## Task details
Only one stretch of the listing below is wanted: every line from the first to the line containing "box: [615, 357, 1489, 1044]", set down exactly.

## Input material
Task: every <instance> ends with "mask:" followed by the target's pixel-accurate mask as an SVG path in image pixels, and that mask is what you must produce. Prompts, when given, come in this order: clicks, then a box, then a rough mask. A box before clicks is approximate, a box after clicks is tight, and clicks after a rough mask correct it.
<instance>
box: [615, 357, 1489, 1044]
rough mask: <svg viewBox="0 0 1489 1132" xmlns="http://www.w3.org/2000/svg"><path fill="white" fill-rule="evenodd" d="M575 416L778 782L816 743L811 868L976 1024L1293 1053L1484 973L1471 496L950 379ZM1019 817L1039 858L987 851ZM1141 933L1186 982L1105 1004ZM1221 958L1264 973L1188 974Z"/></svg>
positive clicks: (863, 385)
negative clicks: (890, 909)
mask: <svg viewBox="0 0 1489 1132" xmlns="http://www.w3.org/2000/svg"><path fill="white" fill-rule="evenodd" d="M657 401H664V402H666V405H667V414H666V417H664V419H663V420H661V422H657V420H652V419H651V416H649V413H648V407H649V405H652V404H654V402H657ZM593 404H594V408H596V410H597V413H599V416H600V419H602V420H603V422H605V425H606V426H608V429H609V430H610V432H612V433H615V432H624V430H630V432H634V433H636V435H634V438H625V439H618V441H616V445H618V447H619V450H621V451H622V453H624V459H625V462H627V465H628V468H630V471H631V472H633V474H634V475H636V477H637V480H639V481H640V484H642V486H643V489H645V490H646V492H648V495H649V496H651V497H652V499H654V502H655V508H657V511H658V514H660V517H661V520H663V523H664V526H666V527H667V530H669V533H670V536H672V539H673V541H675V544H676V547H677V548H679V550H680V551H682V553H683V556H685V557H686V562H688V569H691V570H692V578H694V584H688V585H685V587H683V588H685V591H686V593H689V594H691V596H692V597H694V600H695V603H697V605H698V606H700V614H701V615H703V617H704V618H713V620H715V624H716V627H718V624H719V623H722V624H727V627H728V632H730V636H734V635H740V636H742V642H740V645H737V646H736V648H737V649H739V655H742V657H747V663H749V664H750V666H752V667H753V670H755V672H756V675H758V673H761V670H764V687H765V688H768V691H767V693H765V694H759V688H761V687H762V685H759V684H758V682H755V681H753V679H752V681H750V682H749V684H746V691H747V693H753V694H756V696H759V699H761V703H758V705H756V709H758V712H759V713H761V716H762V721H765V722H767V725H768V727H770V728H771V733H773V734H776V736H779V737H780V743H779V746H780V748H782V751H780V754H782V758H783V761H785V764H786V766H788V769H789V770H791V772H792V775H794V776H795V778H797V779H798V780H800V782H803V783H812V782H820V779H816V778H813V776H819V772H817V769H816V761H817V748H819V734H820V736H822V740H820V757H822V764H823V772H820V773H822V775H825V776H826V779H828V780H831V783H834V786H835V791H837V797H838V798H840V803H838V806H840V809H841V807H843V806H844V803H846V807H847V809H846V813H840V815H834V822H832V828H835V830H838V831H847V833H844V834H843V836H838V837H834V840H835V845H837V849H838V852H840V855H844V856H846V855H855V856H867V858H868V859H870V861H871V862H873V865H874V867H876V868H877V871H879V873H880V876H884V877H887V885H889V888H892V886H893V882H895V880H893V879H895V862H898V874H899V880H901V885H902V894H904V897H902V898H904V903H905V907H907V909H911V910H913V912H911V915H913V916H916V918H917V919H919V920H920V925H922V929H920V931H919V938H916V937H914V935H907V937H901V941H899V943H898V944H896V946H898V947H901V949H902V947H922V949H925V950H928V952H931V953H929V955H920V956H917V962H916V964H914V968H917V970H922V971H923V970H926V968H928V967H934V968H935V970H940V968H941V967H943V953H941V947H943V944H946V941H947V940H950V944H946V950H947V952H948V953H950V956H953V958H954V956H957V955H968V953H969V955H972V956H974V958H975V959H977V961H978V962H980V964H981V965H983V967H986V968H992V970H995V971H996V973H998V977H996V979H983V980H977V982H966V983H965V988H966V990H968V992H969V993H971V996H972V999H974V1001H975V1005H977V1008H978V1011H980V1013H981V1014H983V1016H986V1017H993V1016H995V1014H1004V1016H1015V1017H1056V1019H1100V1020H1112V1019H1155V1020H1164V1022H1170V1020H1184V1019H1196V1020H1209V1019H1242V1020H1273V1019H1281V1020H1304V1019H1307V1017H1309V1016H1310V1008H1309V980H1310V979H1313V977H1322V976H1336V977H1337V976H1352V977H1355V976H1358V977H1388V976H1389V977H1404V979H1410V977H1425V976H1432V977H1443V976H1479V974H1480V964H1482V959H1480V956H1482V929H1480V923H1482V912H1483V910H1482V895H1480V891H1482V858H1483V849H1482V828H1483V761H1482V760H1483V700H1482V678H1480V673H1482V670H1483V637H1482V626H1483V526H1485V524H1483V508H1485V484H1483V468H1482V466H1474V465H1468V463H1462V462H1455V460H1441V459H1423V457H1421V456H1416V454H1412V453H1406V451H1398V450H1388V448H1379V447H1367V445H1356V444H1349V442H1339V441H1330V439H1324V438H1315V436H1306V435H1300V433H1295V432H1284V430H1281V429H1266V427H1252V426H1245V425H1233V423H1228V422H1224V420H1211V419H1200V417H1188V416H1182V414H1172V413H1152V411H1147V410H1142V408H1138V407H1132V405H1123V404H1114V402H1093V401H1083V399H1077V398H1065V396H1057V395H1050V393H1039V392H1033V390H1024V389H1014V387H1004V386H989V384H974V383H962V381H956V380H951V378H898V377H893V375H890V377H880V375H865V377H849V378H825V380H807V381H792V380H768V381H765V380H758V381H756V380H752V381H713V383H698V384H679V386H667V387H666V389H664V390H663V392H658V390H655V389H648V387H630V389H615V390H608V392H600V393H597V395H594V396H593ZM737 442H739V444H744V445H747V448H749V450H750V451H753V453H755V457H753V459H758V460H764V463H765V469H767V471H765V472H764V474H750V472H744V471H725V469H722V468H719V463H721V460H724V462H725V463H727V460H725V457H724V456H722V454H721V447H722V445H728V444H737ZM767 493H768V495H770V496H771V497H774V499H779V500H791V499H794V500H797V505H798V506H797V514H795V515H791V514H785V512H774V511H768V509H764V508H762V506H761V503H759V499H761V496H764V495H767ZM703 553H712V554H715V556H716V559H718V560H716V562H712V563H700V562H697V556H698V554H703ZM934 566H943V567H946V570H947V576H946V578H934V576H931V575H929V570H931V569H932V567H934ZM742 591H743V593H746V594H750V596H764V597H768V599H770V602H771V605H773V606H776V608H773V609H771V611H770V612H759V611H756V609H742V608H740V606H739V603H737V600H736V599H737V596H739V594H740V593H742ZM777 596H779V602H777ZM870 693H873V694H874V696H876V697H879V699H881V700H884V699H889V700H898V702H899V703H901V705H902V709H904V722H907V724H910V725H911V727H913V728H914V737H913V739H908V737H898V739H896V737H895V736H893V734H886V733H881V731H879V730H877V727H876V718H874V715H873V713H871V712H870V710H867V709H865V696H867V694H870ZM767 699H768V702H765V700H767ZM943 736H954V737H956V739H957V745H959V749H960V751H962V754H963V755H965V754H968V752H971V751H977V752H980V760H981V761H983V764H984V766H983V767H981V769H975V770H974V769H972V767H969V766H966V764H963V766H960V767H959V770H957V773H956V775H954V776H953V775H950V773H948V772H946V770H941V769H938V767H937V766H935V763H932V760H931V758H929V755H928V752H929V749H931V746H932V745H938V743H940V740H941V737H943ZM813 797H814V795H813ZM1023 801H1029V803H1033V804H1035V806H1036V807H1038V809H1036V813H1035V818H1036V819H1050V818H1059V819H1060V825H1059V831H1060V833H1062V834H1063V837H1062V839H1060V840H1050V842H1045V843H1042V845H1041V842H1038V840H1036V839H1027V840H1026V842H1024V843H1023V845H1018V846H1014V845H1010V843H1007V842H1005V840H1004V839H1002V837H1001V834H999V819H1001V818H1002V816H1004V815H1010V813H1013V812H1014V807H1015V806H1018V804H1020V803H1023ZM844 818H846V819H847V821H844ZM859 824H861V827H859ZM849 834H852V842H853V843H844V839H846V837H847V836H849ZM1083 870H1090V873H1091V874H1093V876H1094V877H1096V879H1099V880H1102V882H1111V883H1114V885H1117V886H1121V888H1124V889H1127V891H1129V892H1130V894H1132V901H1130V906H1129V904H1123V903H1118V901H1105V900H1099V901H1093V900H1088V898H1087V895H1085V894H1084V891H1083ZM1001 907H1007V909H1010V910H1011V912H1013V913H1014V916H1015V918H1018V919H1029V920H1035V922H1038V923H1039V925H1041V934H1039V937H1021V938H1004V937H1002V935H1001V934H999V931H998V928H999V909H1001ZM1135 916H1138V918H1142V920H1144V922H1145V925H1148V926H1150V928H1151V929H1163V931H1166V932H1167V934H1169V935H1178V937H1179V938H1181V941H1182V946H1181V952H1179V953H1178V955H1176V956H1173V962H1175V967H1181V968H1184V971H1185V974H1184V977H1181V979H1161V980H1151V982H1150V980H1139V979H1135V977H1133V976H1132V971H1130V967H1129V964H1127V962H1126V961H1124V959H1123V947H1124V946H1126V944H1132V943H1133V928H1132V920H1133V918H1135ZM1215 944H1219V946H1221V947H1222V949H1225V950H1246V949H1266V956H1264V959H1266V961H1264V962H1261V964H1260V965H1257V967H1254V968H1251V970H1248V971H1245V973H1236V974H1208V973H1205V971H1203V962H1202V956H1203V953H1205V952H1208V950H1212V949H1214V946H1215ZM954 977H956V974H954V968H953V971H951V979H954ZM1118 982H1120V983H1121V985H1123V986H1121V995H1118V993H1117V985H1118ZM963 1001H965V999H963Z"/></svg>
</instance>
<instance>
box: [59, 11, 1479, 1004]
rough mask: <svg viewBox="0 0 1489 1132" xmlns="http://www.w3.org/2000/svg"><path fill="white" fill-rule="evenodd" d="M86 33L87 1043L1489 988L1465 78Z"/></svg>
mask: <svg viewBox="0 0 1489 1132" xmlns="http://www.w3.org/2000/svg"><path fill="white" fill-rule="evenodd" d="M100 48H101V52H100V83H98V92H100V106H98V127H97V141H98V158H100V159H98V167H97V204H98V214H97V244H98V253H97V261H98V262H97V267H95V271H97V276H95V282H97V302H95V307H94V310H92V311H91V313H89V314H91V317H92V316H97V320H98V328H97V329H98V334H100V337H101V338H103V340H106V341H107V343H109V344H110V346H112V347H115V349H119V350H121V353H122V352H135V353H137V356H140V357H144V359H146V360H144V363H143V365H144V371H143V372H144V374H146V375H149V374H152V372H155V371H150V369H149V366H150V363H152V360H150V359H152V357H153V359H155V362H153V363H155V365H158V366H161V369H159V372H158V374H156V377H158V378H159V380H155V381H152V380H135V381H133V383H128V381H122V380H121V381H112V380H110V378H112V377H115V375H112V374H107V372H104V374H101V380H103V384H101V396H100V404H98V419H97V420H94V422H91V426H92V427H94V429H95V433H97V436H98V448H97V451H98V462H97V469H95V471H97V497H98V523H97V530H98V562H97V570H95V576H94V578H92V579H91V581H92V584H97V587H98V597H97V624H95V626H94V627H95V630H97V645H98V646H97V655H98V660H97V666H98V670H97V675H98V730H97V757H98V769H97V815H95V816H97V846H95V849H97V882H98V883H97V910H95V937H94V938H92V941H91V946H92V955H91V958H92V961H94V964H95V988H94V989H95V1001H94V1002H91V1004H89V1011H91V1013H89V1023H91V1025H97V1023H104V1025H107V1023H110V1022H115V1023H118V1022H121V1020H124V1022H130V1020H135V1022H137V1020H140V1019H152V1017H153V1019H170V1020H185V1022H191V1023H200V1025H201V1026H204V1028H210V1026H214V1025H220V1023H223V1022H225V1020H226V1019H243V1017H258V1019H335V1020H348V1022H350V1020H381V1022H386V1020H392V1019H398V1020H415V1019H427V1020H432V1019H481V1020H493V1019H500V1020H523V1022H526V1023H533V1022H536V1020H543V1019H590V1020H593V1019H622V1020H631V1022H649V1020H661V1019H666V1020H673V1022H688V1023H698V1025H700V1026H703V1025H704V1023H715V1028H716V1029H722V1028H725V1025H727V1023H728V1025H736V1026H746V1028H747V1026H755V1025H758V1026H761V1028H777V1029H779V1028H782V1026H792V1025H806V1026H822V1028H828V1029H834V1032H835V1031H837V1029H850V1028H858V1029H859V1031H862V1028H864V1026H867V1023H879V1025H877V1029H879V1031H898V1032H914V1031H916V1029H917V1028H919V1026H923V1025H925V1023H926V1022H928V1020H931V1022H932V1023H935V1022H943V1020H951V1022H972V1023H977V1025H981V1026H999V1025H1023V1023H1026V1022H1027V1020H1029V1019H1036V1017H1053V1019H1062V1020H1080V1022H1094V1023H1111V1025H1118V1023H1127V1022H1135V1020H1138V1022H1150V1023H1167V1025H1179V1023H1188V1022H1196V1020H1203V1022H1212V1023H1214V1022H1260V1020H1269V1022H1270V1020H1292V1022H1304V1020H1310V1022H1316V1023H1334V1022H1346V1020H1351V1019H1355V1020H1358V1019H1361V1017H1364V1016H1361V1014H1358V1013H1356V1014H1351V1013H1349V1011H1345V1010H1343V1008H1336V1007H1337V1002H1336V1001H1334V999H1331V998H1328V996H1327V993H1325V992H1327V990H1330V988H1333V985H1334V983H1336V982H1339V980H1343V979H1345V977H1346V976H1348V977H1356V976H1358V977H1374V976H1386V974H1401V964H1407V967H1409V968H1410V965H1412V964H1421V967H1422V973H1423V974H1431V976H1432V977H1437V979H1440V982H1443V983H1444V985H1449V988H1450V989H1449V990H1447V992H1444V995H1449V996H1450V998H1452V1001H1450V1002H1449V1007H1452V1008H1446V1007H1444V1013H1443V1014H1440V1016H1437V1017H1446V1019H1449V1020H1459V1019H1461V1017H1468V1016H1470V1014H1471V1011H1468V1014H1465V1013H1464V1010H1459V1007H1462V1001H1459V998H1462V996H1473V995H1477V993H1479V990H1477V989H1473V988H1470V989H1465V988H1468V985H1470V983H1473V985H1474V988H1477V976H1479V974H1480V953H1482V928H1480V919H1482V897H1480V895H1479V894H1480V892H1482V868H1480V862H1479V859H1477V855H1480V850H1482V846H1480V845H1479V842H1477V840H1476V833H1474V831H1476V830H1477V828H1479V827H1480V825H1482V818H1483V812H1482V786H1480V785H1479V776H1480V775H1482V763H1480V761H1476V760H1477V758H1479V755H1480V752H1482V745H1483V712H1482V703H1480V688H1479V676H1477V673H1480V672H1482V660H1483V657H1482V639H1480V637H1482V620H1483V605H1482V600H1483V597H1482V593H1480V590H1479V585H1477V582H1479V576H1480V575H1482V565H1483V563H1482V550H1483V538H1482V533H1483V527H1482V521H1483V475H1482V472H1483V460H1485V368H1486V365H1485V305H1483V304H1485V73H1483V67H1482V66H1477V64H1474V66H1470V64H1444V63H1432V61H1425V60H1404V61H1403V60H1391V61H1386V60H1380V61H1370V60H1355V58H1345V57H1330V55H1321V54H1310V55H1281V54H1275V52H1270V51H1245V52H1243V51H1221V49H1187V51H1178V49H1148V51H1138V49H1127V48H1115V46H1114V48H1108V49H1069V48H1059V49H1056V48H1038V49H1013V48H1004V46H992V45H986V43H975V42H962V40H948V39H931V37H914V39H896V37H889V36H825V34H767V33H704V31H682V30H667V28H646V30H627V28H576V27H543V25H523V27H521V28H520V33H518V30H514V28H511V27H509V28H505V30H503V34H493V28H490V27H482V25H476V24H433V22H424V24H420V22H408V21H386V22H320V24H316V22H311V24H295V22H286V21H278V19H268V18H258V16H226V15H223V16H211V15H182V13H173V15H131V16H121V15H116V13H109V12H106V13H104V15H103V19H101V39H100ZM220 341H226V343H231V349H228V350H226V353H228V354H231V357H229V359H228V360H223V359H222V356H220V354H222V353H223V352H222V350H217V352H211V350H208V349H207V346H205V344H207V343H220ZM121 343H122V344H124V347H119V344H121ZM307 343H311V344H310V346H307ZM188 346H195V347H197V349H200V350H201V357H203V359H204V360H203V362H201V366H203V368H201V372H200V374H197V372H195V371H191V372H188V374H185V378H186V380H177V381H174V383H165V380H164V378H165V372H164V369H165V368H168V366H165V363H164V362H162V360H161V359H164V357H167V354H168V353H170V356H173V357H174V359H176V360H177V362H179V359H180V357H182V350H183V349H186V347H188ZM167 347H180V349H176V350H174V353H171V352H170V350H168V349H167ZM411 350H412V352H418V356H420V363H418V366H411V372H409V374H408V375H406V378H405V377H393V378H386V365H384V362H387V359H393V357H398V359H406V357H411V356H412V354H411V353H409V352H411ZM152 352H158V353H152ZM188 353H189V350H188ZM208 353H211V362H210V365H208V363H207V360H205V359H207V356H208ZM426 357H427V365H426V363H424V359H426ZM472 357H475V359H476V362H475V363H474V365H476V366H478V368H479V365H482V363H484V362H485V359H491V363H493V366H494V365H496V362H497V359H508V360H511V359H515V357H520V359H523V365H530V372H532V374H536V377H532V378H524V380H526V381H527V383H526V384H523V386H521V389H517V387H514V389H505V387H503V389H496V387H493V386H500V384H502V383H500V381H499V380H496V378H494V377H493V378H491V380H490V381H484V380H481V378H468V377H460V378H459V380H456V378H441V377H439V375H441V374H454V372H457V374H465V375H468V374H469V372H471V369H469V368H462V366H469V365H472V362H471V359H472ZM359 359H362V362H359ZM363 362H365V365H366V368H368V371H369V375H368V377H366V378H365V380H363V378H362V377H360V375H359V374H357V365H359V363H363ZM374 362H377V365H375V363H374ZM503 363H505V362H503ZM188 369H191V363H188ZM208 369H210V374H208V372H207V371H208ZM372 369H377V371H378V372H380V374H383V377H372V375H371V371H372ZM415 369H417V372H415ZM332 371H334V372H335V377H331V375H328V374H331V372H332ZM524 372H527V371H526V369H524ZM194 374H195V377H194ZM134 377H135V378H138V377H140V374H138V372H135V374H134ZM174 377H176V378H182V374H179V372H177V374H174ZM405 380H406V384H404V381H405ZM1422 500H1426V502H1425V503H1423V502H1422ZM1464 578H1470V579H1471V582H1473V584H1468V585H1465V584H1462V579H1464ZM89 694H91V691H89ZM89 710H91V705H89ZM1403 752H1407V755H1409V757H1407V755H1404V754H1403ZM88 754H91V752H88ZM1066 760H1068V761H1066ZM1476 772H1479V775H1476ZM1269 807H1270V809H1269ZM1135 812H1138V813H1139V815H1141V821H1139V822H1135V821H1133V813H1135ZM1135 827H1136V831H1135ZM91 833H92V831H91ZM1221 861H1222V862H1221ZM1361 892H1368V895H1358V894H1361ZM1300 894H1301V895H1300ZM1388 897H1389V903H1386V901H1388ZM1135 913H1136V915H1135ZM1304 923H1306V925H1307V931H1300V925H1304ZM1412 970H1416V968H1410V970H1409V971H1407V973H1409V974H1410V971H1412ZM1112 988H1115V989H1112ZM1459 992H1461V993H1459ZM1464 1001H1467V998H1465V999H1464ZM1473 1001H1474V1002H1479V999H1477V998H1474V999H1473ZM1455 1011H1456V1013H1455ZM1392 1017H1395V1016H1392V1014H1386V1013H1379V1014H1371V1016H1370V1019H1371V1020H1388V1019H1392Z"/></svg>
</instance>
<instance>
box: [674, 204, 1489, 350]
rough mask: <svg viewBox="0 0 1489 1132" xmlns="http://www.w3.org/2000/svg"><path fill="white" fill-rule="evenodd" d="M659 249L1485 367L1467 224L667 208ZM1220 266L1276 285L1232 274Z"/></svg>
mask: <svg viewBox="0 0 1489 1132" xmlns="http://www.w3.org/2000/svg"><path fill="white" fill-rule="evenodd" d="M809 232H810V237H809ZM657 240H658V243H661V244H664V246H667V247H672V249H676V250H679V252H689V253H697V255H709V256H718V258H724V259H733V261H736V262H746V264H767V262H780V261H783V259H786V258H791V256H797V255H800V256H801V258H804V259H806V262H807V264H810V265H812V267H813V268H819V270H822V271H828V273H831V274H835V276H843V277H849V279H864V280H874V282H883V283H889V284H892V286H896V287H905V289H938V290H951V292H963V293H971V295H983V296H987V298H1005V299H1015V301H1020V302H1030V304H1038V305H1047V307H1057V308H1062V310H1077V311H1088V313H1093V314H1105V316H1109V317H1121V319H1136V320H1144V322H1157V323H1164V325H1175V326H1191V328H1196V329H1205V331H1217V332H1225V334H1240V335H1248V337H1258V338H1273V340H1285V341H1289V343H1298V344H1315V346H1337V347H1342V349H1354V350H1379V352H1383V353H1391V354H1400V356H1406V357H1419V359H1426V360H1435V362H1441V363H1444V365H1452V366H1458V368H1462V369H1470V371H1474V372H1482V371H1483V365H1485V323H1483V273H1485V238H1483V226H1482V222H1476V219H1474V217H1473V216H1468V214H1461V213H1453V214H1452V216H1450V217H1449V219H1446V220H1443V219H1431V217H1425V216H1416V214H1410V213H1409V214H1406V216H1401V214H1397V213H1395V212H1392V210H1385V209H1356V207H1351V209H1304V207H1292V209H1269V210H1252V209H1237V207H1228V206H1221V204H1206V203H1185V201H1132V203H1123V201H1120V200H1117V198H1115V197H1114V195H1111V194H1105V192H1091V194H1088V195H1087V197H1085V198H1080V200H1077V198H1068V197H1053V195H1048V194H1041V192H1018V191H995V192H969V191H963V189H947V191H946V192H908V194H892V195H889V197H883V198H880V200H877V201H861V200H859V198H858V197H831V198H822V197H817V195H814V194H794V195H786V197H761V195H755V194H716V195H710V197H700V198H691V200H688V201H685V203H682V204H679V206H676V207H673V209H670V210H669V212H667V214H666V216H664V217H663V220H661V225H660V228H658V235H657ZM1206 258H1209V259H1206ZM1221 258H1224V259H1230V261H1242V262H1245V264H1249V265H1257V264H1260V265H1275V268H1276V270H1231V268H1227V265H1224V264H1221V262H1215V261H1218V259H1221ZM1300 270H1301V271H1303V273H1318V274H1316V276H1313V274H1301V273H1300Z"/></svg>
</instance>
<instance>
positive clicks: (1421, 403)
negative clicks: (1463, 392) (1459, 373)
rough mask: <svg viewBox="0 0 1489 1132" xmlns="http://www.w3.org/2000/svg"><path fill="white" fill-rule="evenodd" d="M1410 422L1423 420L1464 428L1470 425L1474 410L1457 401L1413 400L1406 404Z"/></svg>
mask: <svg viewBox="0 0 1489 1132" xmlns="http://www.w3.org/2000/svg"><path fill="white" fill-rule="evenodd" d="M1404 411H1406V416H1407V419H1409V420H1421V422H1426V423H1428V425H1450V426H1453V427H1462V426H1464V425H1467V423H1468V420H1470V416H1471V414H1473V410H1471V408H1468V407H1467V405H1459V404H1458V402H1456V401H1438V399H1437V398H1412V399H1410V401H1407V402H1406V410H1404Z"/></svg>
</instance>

## Answer
Task: every <instance> ends with "mask:" followed by the target's pixel-accurate mask as an SVG path in image pixels, and that mask is what you must produce. Prompts, when given, come in this order: clicks, then a box, then a rough mask. A box before clicks is approximate, a box after clicks is tight, and clicks after a rough mask correct it.
<instance>
box: [615, 357, 1489, 1044]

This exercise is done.